REQUIREMENT: "occurrence of curly" appears in one line; retype that line and all lines following it through the end of the records, with nothing left out or added.

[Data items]
[Start of section]
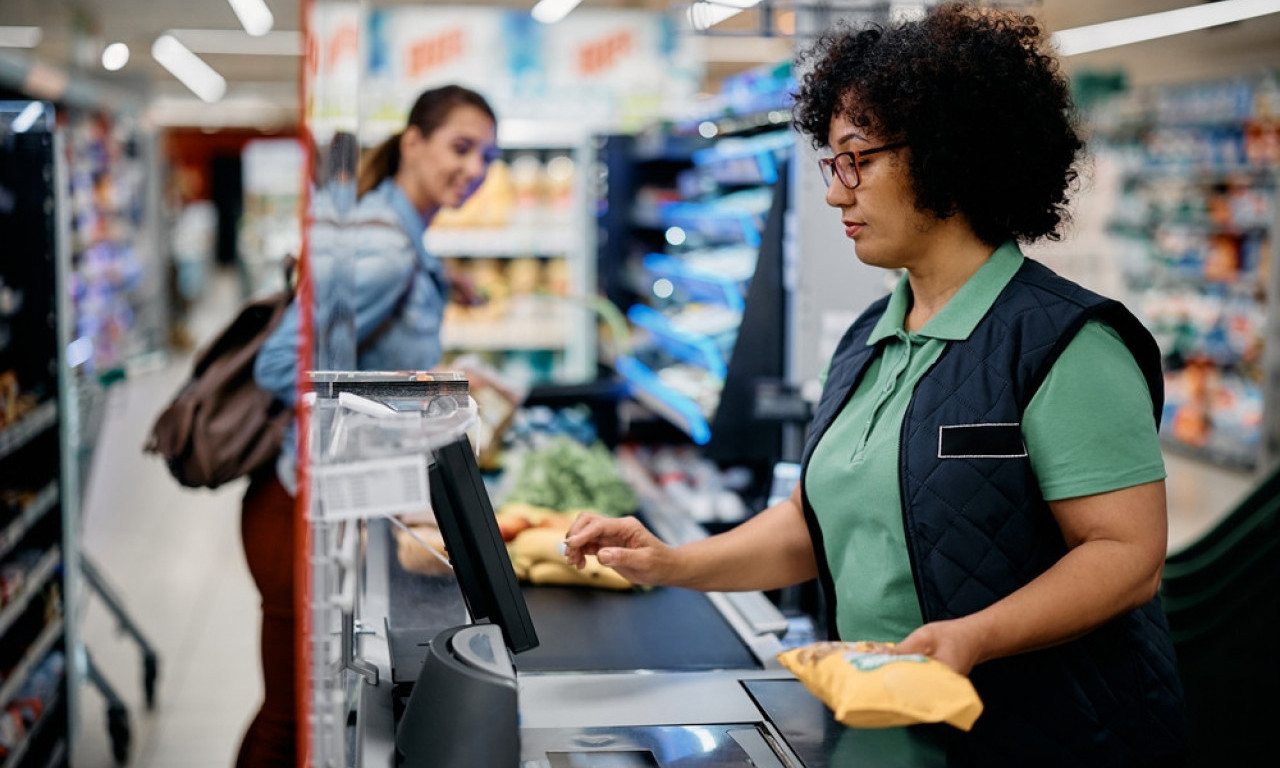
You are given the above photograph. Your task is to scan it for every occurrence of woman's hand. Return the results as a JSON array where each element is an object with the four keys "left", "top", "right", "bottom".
[
  {"left": 892, "top": 618, "right": 986, "bottom": 677},
  {"left": 563, "top": 512, "right": 680, "bottom": 587}
]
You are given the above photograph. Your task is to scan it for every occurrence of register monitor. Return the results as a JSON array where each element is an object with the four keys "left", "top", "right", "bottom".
[
  {"left": 428, "top": 434, "right": 539, "bottom": 654},
  {"left": 396, "top": 435, "right": 537, "bottom": 767}
]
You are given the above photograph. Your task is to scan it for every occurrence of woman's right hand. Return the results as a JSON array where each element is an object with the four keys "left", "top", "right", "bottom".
[{"left": 563, "top": 512, "right": 679, "bottom": 587}]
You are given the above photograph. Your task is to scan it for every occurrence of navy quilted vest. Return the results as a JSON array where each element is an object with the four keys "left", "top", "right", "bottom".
[{"left": 800, "top": 259, "right": 1188, "bottom": 767}]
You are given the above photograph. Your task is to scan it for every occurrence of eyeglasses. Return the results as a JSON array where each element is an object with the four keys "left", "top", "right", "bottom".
[{"left": 818, "top": 142, "right": 907, "bottom": 189}]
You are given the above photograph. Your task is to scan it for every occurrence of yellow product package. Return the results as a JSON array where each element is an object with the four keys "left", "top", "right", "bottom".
[{"left": 777, "top": 641, "right": 983, "bottom": 731}]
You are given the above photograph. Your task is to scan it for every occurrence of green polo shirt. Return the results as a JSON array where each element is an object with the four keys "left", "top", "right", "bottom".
[
  {"left": 807, "top": 241, "right": 1166, "bottom": 643},
  {"left": 804, "top": 243, "right": 1164, "bottom": 764}
]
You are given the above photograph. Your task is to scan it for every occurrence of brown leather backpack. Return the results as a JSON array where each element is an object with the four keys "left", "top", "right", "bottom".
[{"left": 145, "top": 291, "right": 294, "bottom": 489}]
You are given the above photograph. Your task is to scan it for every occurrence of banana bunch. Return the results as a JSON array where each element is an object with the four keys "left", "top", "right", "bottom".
[{"left": 501, "top": 505, "right": 632, "bottom": 591}]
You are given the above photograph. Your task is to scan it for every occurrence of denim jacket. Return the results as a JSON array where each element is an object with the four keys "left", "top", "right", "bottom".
[{"left": 254, "top": 178, "right": 450, "bottom": 493}]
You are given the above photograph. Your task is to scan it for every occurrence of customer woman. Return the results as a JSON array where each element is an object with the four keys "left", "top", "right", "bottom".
[
  {"left": 565, "top": 6, "right": 1187, "bottom": 767},
  {"left": 240, "top": 85, "right": 498, "bottom": 768}
]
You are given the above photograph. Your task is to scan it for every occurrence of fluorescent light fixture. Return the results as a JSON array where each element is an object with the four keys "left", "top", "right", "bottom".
[
  {"left": 0, "top": 26, "right": 43, "bottom": 48},
  {"left": 688, "top": 0, "right": 761, "bottom": 31},
  {"left": 102, "top": 42, "right": 130, "bottom": 71},
  {"left": 1053, "top": 0, "right": 1280, "bottom": 56},
  {"left": 227, "top": 0, "right": 275, "bottom": 37},
  {"left": 11, "top": 102, "right": 44, "bottom": 133},
  {"left": 169, "top": 29, "right": 301, "bottom": 55},
  {"left": 531, "top": 0, "right": 584, "bottom": 24},
  {"left": 152, "top": 34, "right": 227, "bottom": 103}
]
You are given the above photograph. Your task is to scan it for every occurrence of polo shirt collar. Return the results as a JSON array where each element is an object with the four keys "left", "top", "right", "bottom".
[{"left": 867, "top": 240, "right": 1024, "bottom": 344}]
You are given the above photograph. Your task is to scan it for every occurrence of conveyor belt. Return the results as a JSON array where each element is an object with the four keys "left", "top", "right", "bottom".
[
  {"left": 517, "top": 583, "right": 760, "bottom": 673},
  {"left": 384, "top": 527, "right": 759, "bottom": 684}
]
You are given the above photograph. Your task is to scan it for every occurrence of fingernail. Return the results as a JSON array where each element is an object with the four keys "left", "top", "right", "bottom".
[{"left": 597, "top": 549, "right": 614, "bottom": 565}]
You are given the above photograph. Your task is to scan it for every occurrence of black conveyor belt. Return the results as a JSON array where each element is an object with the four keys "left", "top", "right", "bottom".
[
  {"left": 383, "top": 525, "right": 759, "bottom": 683},
  {"left": 517, "top": 584, "right": 760, "bottom": 673}
]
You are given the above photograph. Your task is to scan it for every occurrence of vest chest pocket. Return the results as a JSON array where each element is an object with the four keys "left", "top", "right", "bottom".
[{"left": 938, "top": 423, "right": 1027, "bottom": 459}]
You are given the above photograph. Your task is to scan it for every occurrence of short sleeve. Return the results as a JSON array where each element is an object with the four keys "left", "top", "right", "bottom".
[{"left": 1023, "top": 320, "right": 1166, "bottom": 501}]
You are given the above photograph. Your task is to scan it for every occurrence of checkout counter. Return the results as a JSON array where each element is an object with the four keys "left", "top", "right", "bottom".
[
  {"left": 352, "top": 493, "right": 848, "bottom": 768},
  {"left": 304, "top": 374, "right": 847, "bottom": 767}
]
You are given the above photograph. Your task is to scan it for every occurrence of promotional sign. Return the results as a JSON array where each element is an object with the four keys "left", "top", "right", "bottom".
[
  {"left": 357, "top": 6, "right": 704, "bottom": 140},
  {"left": 308, "top": 1, "right": 362, "bottom": 141}
]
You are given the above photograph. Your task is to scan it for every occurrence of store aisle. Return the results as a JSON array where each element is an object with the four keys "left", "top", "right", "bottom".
[{"left": 73, "top": 268, "right": 260, "bottom": 768}]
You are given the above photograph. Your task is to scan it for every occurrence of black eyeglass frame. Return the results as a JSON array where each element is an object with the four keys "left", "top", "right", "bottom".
[{"left": 818, "top": 141, "right": 908, "bottom": 189}]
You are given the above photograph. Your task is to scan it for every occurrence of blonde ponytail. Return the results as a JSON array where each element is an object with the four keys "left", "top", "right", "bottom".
[{"left": 356, "top": 132, "right": 402, "bottom": 198}]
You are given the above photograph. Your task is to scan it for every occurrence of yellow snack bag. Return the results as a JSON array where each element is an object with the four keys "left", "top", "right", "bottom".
[{"left": 777, "top": 641, "right": 983, "bottom": 731}]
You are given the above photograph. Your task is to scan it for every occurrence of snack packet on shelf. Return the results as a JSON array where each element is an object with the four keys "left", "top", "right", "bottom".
[{"left": 777, "top": 641, "right": 983, "bottom": 731}]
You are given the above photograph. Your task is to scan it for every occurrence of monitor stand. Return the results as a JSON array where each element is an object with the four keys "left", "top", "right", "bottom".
[{"left": 395, "top": 623, "right": 519, "bottom": 768}]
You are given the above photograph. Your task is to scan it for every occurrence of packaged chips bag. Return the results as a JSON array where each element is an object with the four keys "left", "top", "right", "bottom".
[{"left": 777, "top": 641, "right": 983, "bottom": 731}]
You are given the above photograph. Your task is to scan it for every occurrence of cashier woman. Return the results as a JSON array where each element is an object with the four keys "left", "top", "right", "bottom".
[{"left": 566, "top": 5, "right": 1188, "bottom": 767}]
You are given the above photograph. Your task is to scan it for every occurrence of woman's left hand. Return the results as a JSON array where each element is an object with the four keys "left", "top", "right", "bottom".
[{"left": 892, "top": 618, "right": 986, "bottom": 676}]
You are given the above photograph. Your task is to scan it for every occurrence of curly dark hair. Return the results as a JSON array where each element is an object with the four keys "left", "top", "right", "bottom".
[{"left": 793, "top": 3, "right": 1083, "bottom": 245}]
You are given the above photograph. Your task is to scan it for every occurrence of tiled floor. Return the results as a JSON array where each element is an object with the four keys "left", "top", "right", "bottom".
[{"left": 68, "top": 268, "right": 1265, "bottom": 767}]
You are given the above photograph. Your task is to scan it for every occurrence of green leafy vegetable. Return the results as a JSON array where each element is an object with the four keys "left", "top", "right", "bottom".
[{"left": 504, "top": 437, "right": 636, "bottom": 517}]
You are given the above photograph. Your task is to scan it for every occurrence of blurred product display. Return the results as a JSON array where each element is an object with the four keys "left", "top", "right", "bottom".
[
  {"left": 64, "top": 111, "right": 162, "bottom": 377},
  {"left": 430, "top": 144, "right": 596, "bottom": 387},
  {"left": 239, "top": 139, "right": 305, "bottom": 297},
  {"left": 601, "top": 62, "right": 796, "bottom": 451},
  {"left": 0, "top": 103, "right": 74, "bottom": 768},
  {"left": 1088, "top": 74, "right": 1280, "bottom": 469}
]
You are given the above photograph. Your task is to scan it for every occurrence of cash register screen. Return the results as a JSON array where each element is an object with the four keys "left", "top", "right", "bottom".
[
  {"left": 429, "top": 435, "right": 539, "bottom": 654},
  {"left": 548, "top": 751, "right": 660, "bottom": 768}
]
[End of section]
TASK RESULT:
You are given the above photograph. Your task is to scan it for every occurrence of curly dark hair. Return the results as a JSON array where each element is an object with the four keys "left", "top", "right", "bottom".
[{"left": 793, "top": 3, "right": 1083, "bottom": 245}]
You are given the above photograph. Your task is to scan it for every occurrence of tiled floor. Return the results as a JSON array where each element is an object with the four keys "left", "top", "right", "bottom".
[{"left": 68, "top": 268, "right": 1265, "bottom": 767}]
You are given the above photograph. Your task is to scan it for every occurrence of green leafy vegetable. Return the results as a JSON array where each element is an object with the four keys "left", "top", "right", "bottom".
[{"left": 504, "top": 437, "right": 636, "bottom": 517}]
You are given the above photograph. Your task is to scan it for every occurrence of blurred product display. Return the results as a JSON array where each element is an object with the four keys "left", "top", "right", "bottom".
[
  {"left": 64, "top": 111, "right": 162, "bottom": 377},
  {"left": 430, "top": 144, "right": 596, "bottom": 387},
  {"left": 239, "top": 139, "right": 305, "bottom": 297},
  {"left": 601, "top": 62, "right": 796, "bottom": 451},
  {"left": 0, "top": 103, "right": 74, "bottom": 768},
  {"left": 1088, "top": 74, "right": 1280, "bottom": 469}
]
You are given the above photograph. Your task is to scan it for every occurrence of cash register screen. Return the results as a JSON array where each element is an object with the four keys "left", "top", "right", "bottom".
[
  {"left": 429, "top": 435, "right": 539, "bottom": 654},
  {"left": 548, "top": 751, "right": 660, "bottom": 768}
]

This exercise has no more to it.